> **Textabschnitt**
# Code einfacher,eleganter programmieren



## dehlen (6. Jan 2011)

Hey Leute
ich habe hier ein Gedächtnisspiel.
Der Sinn ist das sich di Zahl immer um eine Ziffer erhöht,sodass es immer schwieriger wird sich seine Zahl zu merken.
Das Programm wurde in BlueJ mithilfe des SuM Programmgenerators geschrieben.
Alles klappt perfekt, jedoch wollte ich fragen inwiefern man diesen häslichen Code vereinfachen oder verbessern kann.

Ich danke für eure Antoworten.
Hier ist der Code:

*Hier stand mieser Code ohne Fussnoten *


----------



## bone2 (6. Jan 2011)

was ein monstercode...^^

-variablen da deklarieren und initialisieren wo sie gebraucht werden
-sich ständig wiederholende elemente in eigene methoden packen


----------



## dehlen (6. Jan 2011)

ok dankew für deine vorschkäge .. weitere ideen ?!


----------



## bone2 (6. Jan 2011)

-da sind viel zu viele leerzeilen drin und an den sinnvollen stellen wie vor nem while block fehlen sie dann
-einheitlich einrücken
-einheitlich klammern


----------



## dehlen (6. Jan 2011)

ja meine codes sehen immer so schrecklich aus 
naja falls noch jemand "programmiertechnisch" was hat immer raus damit.. möchte meinen programmierstil ja verbessern ;-)

und vorab ok ich weiß eclipse nutzen anstatt Bluej ;-)


----------



## tfa (6. Jan 2011)

- nicht alles public machen, lieber so private wie möglich.
- an einigen Stellen kann man sicherlich boolean statt int verwenden (fehler, stop).
- kleinere Methoden (wurde schon gesagt)
- Array-Indizes fangen bei 0 an, nicht bei 1.
- sinnvolle Kommentare


----------



## Landei (6. Jan 2011)

Für mehrsprachige Programme gibt es in Java schon eine Standardlösung: Galileo Computing :: Java ist auch eine Insel (8. Auflage) – 13.4 Internationalisierung und Lokalisierung


----------



## SlaterB (6. Jan 2011)

Zeilen 236 - 241 sind genau dieselben wie 291 - 296 bzw. noch viel längere Abschnitte

ganz egal was der Grund dafür war, doppelter Code ist nie erlaubt


----------



## Andi_CH (6. Jan 2011)

Remember:

-> Das Programm wurde in BlueJ mithilfe des SuM Programmgenerators geschrieben.

Da entsteht halt doppelter Code. Die Frage ist wie dieser Code gewartet werden soll.
Wenn du jetzt manuell eingreifst muss du den ode später immer manuell warten und kannst den Generator nicht mehr benutzen.

> **Gezeigte Einträge**
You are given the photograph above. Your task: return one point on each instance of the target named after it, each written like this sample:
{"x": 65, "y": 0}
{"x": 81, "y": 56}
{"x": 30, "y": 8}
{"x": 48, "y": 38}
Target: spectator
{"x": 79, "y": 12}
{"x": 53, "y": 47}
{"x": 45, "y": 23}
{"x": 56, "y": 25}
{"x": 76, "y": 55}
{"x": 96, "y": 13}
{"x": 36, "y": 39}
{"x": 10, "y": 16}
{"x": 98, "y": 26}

> **Aufgaben**
- a) Womit wurde das Gedächtnisspiel laut der Forumsdiskussion zur Codeverbesserung geschrieben?
- b) Schreibe die Forumsdiskussion zur Codeverbesserung nach ihrem letzten Satz weiter.

> **Antworten**
- a) In BlueJ mithilfe des SuM Programmgenerators.

- b)
Soooo schlimm ist der Code auch wieder nicht, dafür dass er generiert wurde - da hab ich schon schlimmeres gesehen 

Je nach Entscheidung kannst du versuchen die visibility per Generator zu beeinflussen ...


----------



## dehlen (6. Jan 2011)

ok werde mal schauen wie ich das mit dem doppelten Code lösen
und @Landei
super Tipp werde es sofort durchlesen und ändern ;-)


----------



## GelbHose (1. Mrz 2011)

Hallo dehlen,

warum gibts du mein Spiel als deins aus?

Ich habe exakt dieses Spiel in meinem Informatikunterricht geschrieben und musste feststellen, dass dieses Spiel bis auf den Klassennamen exakt meinem Spiel entspricht. Sogar mein Name wurde mitkopiert.


@ Admin: Bitte dieses Thema löschen, da das Spiel ohne Einwilligung des Autors veröffentlicht und als Eigenarbeit ausgegeben wurde. User dehlen verstößt damit gegen die Urheberrechte.


----------



## dehlen (1. Mrz 2011)

Habe den Code von jmd in Twitter geschicklt bekommen der mich gefragt hatte zu helfen ud deswegen habe ichhier nach Hilfe gefragt


----------



## timbeau (1. Mrz 2011)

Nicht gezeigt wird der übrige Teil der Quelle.